- **Complete the following**:
**a.** Name every polynomial basis mentioned in the polynomial overfitting thread.
**b.** Please transcribe everything in the polynomial overfitting thread from "The articles examples" down to "high degree polynomials.".

- **Supplied text**:
In another post (https://alexshtf.github.io/2025/03/27/Free-Poly.html) the author fits a degree-10000 (ten thousand!) polynomial using the Legendre basis. The polynomial _doesn't overfit_, demonstrating double descent. "What happened to our overfitting from ML 101 textbooks? There is no regularization. No control of the degree. But “magically” our high degree polynomial is not that bad!"
So... are _all_ introductions to machine learning just extremely wrong here? I feel like I've seen tens of reputable books and courses that introduce overfitting and generalization using severe overfitting and terrible generalization of high-degree polynomials in the usual basis (1,x,x^2,...). Seemingly everyone warns of the dangers of high-degree polynomials, yet here the author just says "use another basis" and proves everyone wrong? Mind blown, or is there a catch?
https://arxiv.org/pdf/2503.02113
This paper shows that polynomials show most features of deep neural nets, including double descent and ability to memorize entire dataset.
It connects dots there - polynomials there are regularized to be as simple as possible and author argues that hundredths of billions of parameters in modern neural networks work as a regularizers too, they attenuate decisions that "too risky."
I really enjoyed that paper, a gem that puts light everywhere.
The degree-10000 polynomial is definitely overfitting - every data point has its own little spike. The truncated curves look kind of nice, but the data points aren't shown on those plots, and the curves aren't very close to them.
There are also some enormous numbers hidden away here too, with associated floating point precision problems; the articles show the coefficients are small, but that's because the polynomial basis functions themselves have gigantic numbers in them. The Bernstein basis for degree-100 involves 100 choose 50, which is already > 10^29. You have to be careful calculating these polynomials or bits of your calculation exceed 64-bit floating point range, e.g. factorials of 10000, 2^10000. See the formulas and table in this section: https://en.wikipedia.org/wiki/Legendre_polynomials#Rodrigues...
No. All the textbooks know that polynomials of high degree are numerically dangerous and you need to be careful when handling them.
The articles examples only work because the interval 0 to 1 (or -1 to 1) were chosen. For whatever reason the author does not point that out or even acknowledges the fact that had he chosen a larger interval the limitations of floating point arithmetic would have ruined the argument he was trying to make.
10^100 is a very large number and numerically difficult to treat. For whatever reason the author pretends this is not a valid reason to be cautious about high degree polynomials.

- **Data segment**:
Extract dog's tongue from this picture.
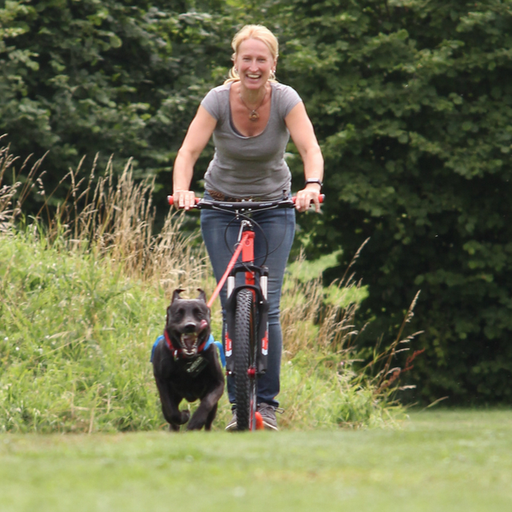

- **Answers for the exercise**:
**a.**
- Legendre basis
- The usual basis (1, x, x^2, ...)
- Bernstein basis

**b.**
The articles examples only work because the interval 0 to 1 (or -1 to 1) were chosen. For whatever reason the author does not point that out or even acknowledges the fact that had he chosen a larger interval the limitations of floating point arithmetic would have ruined the argument he was trying to make.
10^100 is a very large number and numerically difficult to treat. For whatever reason the author pretends this is not a valid reason to be cautious about high degree polynomials.